** Start of Records **

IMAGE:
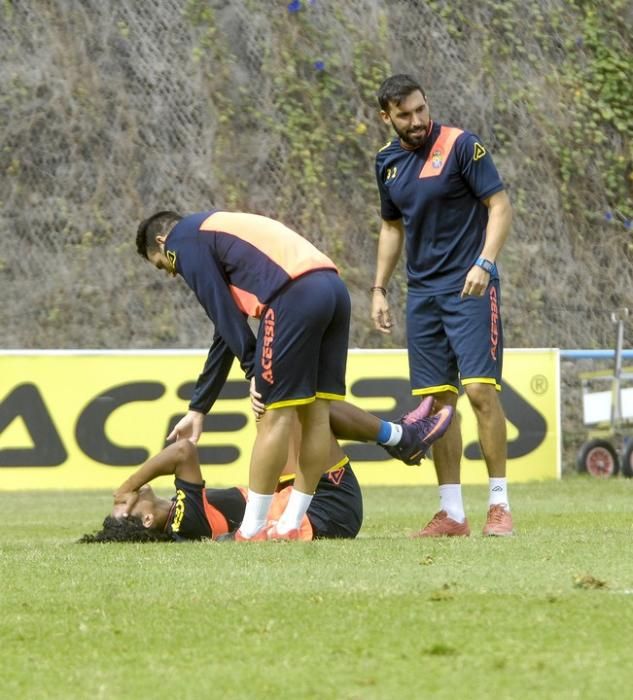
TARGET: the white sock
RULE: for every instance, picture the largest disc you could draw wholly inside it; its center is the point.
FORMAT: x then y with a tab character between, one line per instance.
396	434
296	508
451	502
256	513
498	494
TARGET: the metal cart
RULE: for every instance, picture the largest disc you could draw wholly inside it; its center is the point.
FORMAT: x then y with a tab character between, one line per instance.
608	413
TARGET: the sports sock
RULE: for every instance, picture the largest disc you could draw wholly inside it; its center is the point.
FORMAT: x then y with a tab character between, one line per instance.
296	508
256	513
451	502
389	433
498	493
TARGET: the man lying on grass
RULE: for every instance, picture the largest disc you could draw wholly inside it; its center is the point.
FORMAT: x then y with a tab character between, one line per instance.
197	512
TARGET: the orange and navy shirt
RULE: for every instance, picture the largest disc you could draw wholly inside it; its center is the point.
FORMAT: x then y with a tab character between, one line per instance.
235	263
437	191
203	513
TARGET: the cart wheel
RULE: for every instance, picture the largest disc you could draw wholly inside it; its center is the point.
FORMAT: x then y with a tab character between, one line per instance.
598	458
627	459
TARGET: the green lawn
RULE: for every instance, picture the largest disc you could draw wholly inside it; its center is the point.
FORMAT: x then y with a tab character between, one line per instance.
545	614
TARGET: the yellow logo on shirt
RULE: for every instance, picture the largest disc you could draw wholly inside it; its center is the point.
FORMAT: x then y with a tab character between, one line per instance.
479	151
179	510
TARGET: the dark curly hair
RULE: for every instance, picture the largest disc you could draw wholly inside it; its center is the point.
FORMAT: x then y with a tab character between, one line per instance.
130	529
397	88
159	224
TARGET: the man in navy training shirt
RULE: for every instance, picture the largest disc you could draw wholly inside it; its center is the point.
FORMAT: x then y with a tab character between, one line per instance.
441	194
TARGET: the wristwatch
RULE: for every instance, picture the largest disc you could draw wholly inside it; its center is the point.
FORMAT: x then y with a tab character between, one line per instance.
486	265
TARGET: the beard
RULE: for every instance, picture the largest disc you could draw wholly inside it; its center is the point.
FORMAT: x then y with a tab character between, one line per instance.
412	138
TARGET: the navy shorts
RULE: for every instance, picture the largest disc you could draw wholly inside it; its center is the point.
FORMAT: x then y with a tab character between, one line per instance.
452	339
302	341
336	509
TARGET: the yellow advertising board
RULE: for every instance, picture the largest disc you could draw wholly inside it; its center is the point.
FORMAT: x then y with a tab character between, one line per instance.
87	420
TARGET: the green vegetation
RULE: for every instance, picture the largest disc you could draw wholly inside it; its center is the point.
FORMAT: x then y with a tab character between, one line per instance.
545	614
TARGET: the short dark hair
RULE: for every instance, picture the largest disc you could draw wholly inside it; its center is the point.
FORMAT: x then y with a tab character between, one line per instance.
130	529
396	88
159	224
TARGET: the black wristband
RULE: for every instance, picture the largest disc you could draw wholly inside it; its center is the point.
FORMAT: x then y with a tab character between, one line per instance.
486	265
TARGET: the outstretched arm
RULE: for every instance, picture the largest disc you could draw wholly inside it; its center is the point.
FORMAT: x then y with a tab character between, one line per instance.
389	248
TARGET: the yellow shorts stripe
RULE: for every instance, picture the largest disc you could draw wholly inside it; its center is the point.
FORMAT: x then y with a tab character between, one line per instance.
481	380
291	402
330	397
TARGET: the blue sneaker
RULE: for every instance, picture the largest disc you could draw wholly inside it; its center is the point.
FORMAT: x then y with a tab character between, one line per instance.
420	431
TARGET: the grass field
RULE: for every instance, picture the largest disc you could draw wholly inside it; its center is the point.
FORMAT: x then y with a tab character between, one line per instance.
545	614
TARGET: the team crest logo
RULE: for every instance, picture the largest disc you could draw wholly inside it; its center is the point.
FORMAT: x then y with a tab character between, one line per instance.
437	159
171	259
479	151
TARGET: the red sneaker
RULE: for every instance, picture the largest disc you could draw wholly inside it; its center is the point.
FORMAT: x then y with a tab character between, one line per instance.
443	526
498	521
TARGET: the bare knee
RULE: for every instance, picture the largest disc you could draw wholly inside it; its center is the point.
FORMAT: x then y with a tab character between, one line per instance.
483	398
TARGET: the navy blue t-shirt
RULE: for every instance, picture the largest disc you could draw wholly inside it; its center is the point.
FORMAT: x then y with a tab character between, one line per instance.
437	191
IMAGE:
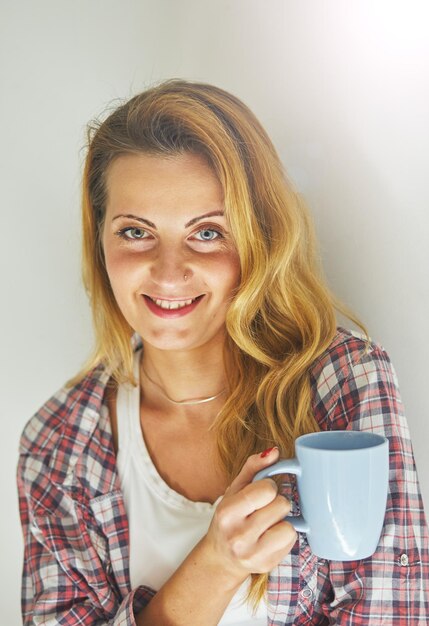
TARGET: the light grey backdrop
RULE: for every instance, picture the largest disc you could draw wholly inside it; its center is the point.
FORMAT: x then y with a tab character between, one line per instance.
343	89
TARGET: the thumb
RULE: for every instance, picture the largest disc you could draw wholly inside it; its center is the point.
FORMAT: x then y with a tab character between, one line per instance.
254	463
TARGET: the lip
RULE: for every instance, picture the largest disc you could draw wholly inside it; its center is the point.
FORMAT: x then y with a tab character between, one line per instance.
171	313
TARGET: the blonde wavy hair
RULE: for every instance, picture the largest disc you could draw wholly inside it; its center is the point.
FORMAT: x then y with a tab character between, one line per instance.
283	315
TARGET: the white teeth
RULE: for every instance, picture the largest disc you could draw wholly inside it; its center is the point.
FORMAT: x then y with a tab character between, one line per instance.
178	304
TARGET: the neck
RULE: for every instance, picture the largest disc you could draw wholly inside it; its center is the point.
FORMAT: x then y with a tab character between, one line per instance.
181	381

** End of Records **

Work to complete
Arrange every line of the material above as a JSON list of strings, one string per line, with blank lines skipped. Leave the pictures out of the answer.

Worked solution
[
  "IMAGE:",
  "TARGET: the white sock",
  "RULE: for every instance, picture the largest disc you could draw wholly inside it; its center is the point.",
  "FORMAT: x then y with a tab character between, one line per instance.",
  "396\t434",
  "296\t508",
  "451\t502",
  "256\t513",
  "498\t494",
  "TARGET: the metal cart",
  "RULE: for every instance, picture the largest disc you could draw wholly inside it; its center is the point.",
  "FORMAT: x then y with a tab character between, one line per instance.",
  "608\t413",
  "TARGET: the sports sock",
  "RULE: for every instance, picture the largest disc you could draw wholly inside it; its center is the point.",
  "FORMAT: x then y with a tab character between, one line per instance.",
  "296\t508",
  "256\t513",
  "451\t502",
  "389\t433",
  "498\t493",
  "TARGET: the man lying on grass",
  "RULE: for every instance, picture the largest disc you could draw wholly inside it; its center is the point.",
  "FORMAT: x then y with a tab character between, one line per instance.",
  "197\t512",
  "TARGET: the orange and navy shirt",
  "RULE: for every instance, picture the largest disc you could draw wholly inside it; its center is the point.",
  "FORMAT: x then y with a tab character between, one line per instance.",
  "235\t263",
  "437\t191",
  "203\t513",
  "TARGET: the cart wheel",
  "RULE: for every instance, picture the largest disc you could draw wholly inside it; its center is the point.",
  "FORMAT: x then y with a tab character between, one line per instance.",
  "598\t458",
  "627\t459",
  "TARGET: the green lawn",
  "RULE: for every instance, picture the largest disc you could draw wholly inside it; its center is the point.",
  "FORMAT: x then y with a tab character between, one line per instance.",
  "545\t614",
  "TARGET: the yellow logo on shirt",
  "RULE: for every instance, picture the largest disc you could draw wholly inside it; its center is the point.",
  "FORMAT: x then y with a tab character between, one line per instance.",
  "479\t151",
  "179\t510",
  "TARGET: the dark curly hair",
  "RULE: for every instance, picture the largest disc you could draw wholly inside it; its center is the point.",
  "FORMAT: x then y with a tab character between, one line per instance.",
  "130\t529",
  "397\t88",
  "159\t224",
  "TARGET: the man in navy training shirt",
  "RULE: for every instance, picture the largest disc you could draw wholly inside it; its center is the point.",
  "FORMAT: x then y with a tab character between, one line per instance.",
  "441\t194",
  "TARGET: the wristwatch",
  "RULE: for every instance, picture the largest disc you could draw wholly inside it; its center is the point.",
  "FORMAT: x then y with a tab character between, one line per instance.",
  "486\t265",
  "TARGET: the beard",
  "RULE: for every instance, picture the largest disc you could draw wholly inside it; its center is the point.",
  "FORMAT: x then y with a tab character between, one line per instance.",
  "412\t138",
  "TARGET: the navy shorts",
  "RULE: for every instance, picture the largest disc you could draw wholly inside it; its center is the point.",
  "FORMAT: x then y with a tab character between, one line per instance.",
  "452\t339",
  "302\t341",
  "336\t509",
  "TARGET: the yellow advertising board",
  "RULE: for every instance, picture the largest disc you could draw wholly inside it; its center is the point.",
  "FORMAT: x then y with a tab character between, one line per instance.",
  "87\t420",
  "TARGET: the green vegetation",
  "RULE: for every instance, picture the largest disc you could draw wholly inside it; its center is the point.",
  "FORMAT: x then y with a tab character between, one line per instance.",
  "545\t614",
  "TARGET: the short dark hair",
  "RULE: for every instance, picture the largest disc you could draw wholly inside it; its center is the point.",
  "FORMAT: x then y with a tab character between, one line per instance.",
  "130\t529",
  "396\t88",
  "159\t224",
  "TARGET: the black wristband",
  "RULE: for every instance, picture the largest disc you could draw wholly inside it; its center is the point.",
  "FORMAT: x then y with a tab character between, one line per instance.",
  "486\t265",
  "TARGET: the outstretched arm",
  "RULE: for every instance, picture the largest disc you could draw wholly inside it; its center is the point.",
  "FORMAT: x then y with a tab character between, one line per instance.",
  "389\t248",
  "TARGET: the yellow shorts stripe",
  "RULE: for every instance, picture the largest disc you could draw wholly inside it; its center is the point.",
  "FORMAT: x then y with a tab character between, one line per instance.",
  "481\t380",
  "291\t402",
  "330\t397",
  "TARGET: the blue sneaker",
  "RULE: for every instance, picture the largest disc you could draw wholly inside it; its center is the point.",
  "FORMAT: x then y with a tab character between, one line per instance.",
  "420\t431",
  "TARGET: the grass field",
  "RULE: for every instance, picture the largest disc you could draw wholly inside it; its center is the point.",
  "FORMAT: x then y with a tab character between, one line per instance.",
  "545\t614",
  "TARGET: the team crest logo",
  "RULE: for every instance, picture the largest disc you could draw wholly inside it; its center is the point.",
  "FORMAT: x then y with a tab character between, one line per instance.",
  "437\t159",
  "171\t259",
  "479\t151",
  "TARGET: the red sneaker",
  "RULE: for every instance, picture the largest disc you could draw wholly inside it; its center is the point.",
  "FORMAT: x then y with a tab character between, one line per instance.",
  "443\t526",
  "498\t521",
  "TARGET: the bare knee",
  "RULE: for every instance, picture the largest disc you could draw wholly inside it; its center is the point.",
  "FORMAT: x then y with a tab character between, one line per instance.",
  "483\t398",
  "TARGET: the navy blue t-shirt",
  "RULE: for every instance, picture the largest disc you could draw wholly inside it; its center is the point.",
  "FORMAT: x then y with a tab character between, one line per instance.",
  "437\t191",
  "IMAGE:",
  "TARGET: the light grey backdrop",
  "RULE: for every instance, picture the largest disc you could draw wholly inside it; its center is the point.",
  "FORMAT: x then y with a tab character between, one line per instance.",
  "343\t89",
  "TARGET: the thumb",
  "RULE: for every instance, picture the largest disc you could draw wholly inside it; its center is the point.",
  "FORMAT: x then y with a tab character between, one line per instance.",
  "254\t463",
  "TARGET: the lip",
  "RULE: for every instance, picture the largest disc you could draw wholly inside it; its center is the point.",
  "FORMAT: x then y with a tab character between, one line per instance.",
  "171\t313",
  "TARGET: the blonde wavy hair",
  "RULE: for every instance, picture the largest disc you could draw wholly inside it; its center is the point.",
  "FORMAT: x then y with a tab character between, one line per instance.",
  "283\t315",
  "TARGET: the white teeth",
  "RULE: for every instance, picture the largest disc you could draw wholly inside it; its center is the point.",
  "FORMAT: x then y with a tab character between, one line per instance.",
  "178\t304",
  "TARGET: the neck",
  "RULE: for every instance, picture the largest disc you could draw wholly inside it; its center is the point.",
  "FORMAT: x then y with a tab character between, one line per instance.",
  "181\t381"
]